- Record extracts
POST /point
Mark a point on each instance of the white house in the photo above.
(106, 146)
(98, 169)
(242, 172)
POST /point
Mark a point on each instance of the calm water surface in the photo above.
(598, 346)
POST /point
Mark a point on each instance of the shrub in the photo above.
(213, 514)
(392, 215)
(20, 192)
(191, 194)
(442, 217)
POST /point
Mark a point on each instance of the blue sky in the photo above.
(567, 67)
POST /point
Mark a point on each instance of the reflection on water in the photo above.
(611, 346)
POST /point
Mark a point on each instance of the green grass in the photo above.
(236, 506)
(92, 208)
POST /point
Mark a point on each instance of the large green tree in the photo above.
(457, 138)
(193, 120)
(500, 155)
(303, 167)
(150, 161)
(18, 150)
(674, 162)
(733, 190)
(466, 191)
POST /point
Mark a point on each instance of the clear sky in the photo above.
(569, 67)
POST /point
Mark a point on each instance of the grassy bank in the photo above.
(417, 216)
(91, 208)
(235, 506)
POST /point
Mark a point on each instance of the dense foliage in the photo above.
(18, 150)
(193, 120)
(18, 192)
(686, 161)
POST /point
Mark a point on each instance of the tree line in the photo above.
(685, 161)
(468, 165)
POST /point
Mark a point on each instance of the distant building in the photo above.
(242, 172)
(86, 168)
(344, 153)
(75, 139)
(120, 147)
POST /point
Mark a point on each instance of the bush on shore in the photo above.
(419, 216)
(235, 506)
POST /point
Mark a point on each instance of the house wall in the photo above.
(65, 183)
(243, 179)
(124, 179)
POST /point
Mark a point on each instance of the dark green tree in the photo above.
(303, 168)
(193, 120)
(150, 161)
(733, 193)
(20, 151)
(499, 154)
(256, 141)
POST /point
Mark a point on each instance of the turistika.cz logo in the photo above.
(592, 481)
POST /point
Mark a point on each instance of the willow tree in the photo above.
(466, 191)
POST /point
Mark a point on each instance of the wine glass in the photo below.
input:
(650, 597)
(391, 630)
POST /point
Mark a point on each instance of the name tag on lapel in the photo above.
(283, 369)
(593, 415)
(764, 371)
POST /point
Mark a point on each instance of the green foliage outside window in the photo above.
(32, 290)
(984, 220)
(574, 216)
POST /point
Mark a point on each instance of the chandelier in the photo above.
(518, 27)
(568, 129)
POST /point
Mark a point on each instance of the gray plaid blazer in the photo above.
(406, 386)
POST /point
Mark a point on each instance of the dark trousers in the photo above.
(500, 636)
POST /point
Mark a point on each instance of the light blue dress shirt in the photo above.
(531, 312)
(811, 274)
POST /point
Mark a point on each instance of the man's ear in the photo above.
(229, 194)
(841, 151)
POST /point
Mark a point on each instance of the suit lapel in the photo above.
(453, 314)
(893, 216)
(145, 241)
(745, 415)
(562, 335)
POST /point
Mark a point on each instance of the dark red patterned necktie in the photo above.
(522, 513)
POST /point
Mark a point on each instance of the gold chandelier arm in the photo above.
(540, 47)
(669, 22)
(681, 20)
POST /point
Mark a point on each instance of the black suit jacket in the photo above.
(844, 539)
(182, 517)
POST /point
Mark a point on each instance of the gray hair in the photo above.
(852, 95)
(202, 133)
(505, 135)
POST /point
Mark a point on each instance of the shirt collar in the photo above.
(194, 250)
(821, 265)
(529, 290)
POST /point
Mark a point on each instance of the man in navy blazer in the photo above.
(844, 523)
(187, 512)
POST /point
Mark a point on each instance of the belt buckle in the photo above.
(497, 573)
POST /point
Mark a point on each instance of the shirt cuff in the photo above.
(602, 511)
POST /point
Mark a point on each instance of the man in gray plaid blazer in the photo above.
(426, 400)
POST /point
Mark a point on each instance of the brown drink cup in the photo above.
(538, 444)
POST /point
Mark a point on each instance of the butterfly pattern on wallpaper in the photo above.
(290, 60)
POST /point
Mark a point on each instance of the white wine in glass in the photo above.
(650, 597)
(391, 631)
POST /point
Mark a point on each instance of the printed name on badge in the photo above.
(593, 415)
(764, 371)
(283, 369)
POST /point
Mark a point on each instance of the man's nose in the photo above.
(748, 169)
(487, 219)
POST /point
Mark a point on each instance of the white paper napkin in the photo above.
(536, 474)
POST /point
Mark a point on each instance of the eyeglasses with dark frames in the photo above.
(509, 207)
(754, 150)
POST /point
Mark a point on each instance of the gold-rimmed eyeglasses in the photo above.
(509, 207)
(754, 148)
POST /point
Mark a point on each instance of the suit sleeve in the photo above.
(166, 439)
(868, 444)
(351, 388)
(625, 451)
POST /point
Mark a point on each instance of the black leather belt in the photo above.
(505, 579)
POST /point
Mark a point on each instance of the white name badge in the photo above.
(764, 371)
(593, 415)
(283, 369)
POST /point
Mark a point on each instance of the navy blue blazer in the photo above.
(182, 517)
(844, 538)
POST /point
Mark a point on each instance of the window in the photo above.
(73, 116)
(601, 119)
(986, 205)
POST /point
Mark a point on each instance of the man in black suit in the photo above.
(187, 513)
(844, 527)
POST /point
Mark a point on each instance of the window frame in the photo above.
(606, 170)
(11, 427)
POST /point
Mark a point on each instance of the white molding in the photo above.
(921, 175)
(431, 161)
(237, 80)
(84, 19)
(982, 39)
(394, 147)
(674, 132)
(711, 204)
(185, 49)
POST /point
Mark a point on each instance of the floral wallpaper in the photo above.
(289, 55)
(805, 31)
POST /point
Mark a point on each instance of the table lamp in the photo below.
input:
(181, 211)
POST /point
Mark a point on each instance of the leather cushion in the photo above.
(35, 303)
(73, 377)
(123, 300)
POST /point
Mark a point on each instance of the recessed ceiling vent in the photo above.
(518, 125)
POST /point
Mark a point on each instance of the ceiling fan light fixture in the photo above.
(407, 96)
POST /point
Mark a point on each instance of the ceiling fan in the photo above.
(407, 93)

- Exercise details
Output the records above in their entirety, exactly.

- Result for this task
POST /point
Mark a point on each instance of the white house in the photo above.
(106, 146)
(98, 169)
(242, 172)
POST /point
Mark a point on each instance of the calm water surface in the photo above.
(598, 346)
POST /point
Mark a point on each instance of the shrub in the photo above.
(213, 514)
(392, 215)
(20, 192)
(191, 194)
(442, 217)
POST /point
Mark a point on each instance of the blue sky in the photo above.
(567, 67)
POST /point
Mark a point on each instance of the reflection on water in the photo above.
(611, 346)
POST /point
Mark a point on each instance of the green grass in the photo above.
(236, 506)
(92, 208)
POST /point
Mark a point on each instance of the large green tree in the photo above.
(457, 138)
(193, 120)
(500, 155)
(303, 167)
(150, 161)
(18, 150)
(674, 162)
(733, 190)
(466, 191)
POST /point
Mark a point on each instance of the clear sky in the photo above.
(569, 67)
POST /point
Mark a point on each instance of the grassy bank in the photo above.
(417, 216)
(91, 208)
(235, 506)
POST /point
Mark a point on each instance of the dense foliage in the photo above.
(18, 150)
(193, 120)
(18, 192)
(686, 161)
POST /point
Mark a point on each instance of the tree line in the photo above.
(685, 161)
(468, 165)
POST /point
Mark a point on each instance of the distant building in the photo above.
(242, 172)
(86, 168)
(344, 153)
(75, 139)
(120, 147)
POST /point
Mark a point on each instance of the bush on shore in the photo above.
(419, 216)
(235, 506)
POST /point
Mark a point on each instance of the house wall in the photo above.
(65, 183)
(243, 179)
(124, 179)
POST /point
Mark a point on each instance of the dark green tree in the photo above.
(303, 168)
(193, 120)
(150, 161)
(733, 193)
(20, 151)
(499, 154)
(256, 141)
POST /point
Mark a point on each instance of the turistika.cz logo in the photo above.
(592, 481)
POST /point
Mark a point on each instance of the willow tree in the photo above.
(466, 191)
POST /point
Mark a point on each instance of the wine glass in the photo below.
input:
(650, 597)
(391, 630)
POST /point
Mark a point on each instance of the name tag on lapel in the photo above.
(283, 369)
(593, 415)
(764, 371)
POST /point
Mark a point on each instance of the green foliage outside window in the photo above.
(32, 290)
(984, 220)
(574, 216)
POST /point
Mark a point on each instance of the chandelier in the photo above.
(518, 27)
(568, 129)
POST /point
Mark a point on each instance of the gray plaid blazer in the photo above.
(406, 386)
POST /point
Mark a point on each instance of the dark trousers in the photo above.
(500, 636)
POST /point
Mark a point on each instance of the light blue dress shirt in the photo above.
(531, 312)
(811, 274)
POST /point
Mark a point on each instance of the man's ear in the photo above.
(229, 194)
(841, 151)
POST /point
Mark a point on each instance of the suit lapel in the photo above.
(453, 314)
(893, 216)
(145, 241)
(745, 415)
(562, 335)
POST /point
Mark a point on each instance of the dark red patterned necktie in the photo above.
(522, 513)
POST /point
Mark a point on each instance of the gold chandelier arm in the photo above.
(540, 47)
(669, 22)
(681, 20)
POST /point
Mark a point on each instance of the black suit jacket in the photo above.
(844, 539)
(182, 517)
POST /point
Mark a point on each instance of the gray hair in the photo above.
(852, 95)
(202, 133)
(505, 135)
POST /point
Mark a point on each instance of the shirt collar in the photo above.
(194, 250)
(821, 265)
(529, 290)
POST /point
Mark a point on each instance of the man in navy blazer in the photo above.
(844, 523)
(187, 512)
POST /point
Mark a point on each instance of the belt buckle in the photo above.
(497, 573)
POST /point
Mark a point on each instance of the shirt cuff in the photo above.
(602, 511)
POST /point
Mark a point on each instance of the man in gray plaid blazer in the photo above.
(426, 400)
POST /point
Mark a point on each instance of the brown drink cup in the photo above.
(538, 444)
POST /point
Mark a point on each instance of the butterfly pattern on wallpaper in the photo above.
(290, 60)
POST /point
Mark a point on each instance of the white wine in glass in the photo above.
(650, 597)
(391, 631)
POST /point
Mark a point on each instance of the printed name on badge in the photo above.
(593, 415)
(764, 371)
(283, 369)
POST /point
Mark a point on each instance of the man's nose in the photo above.
(748, 169)
(487, 219)
POST /point
Mark a point on each instance of the white paper napkin in the photo above.
(536, 474)
POST /point
Mark a point on each instance of the eyeglasses with dark frames in the photo above.
(509, 207)
(754, 150)
POST /point
Mark a point on each instance of the gold-rimmed eyeglasses in the photo above.
(509, 207)
(754, 148)
POST /point
Mark a point on each instance of the suit sleeve in the photo above.
(166, 439)
(868, 444)
(351, 388)
(625, 451)
POST /point
Mark a point on each instance of the black leather belt in the photo above.
(505, 579)
POST /point
Mark a point on each instance of the white name badge in the photo above.
(764, 371)
(593, 415)
(283, 369)
POST /point
Mark a point on each instance of the navy blue blazer in the photo above.
(182, 517)
(844, 538)
POST /point
Mark a point on each instance of the window in the photo above.
(73, 116)
(601, 119)
(986, 205)
POST /point
Mark a point on each instance of the man in black suit in the photo above.
(187, 513)
(844, 527)
POST /point
Mark a point on each instance of the window frame in the photo above.
(606, 170)
(11, 427)
POST /point
Mark a point on each instance of the white molding in the photo above.
(921, 175)
(431, 161)
(237, 80)
(84, 19)
(982, 39)
(394, 147)
(674, 132)
(711, 204)
(185, 49)
POST /point
Mark a point on each instance of the floral wallpaper in the photo above.
(289, 55)
(805, 31)
POST /point
Mark a point on each instance of the table lamp in the photo below.
input:
(181, 211)
POST /point
Mark a point on each instance of the leather cushion in the photo above.
(35, 303)
(73, 377)
(123, 300)
POST /point
Mark a point on each instance of the recessed ceiling vent in the photo above.
(518, 125)
POST /point
Mark a point on each instance of the ceiling fan light fixture in the photo above.
(407, 96)
POST /point
Mark a point on each instance of the ceiling fan in the photo above.
(407, 93)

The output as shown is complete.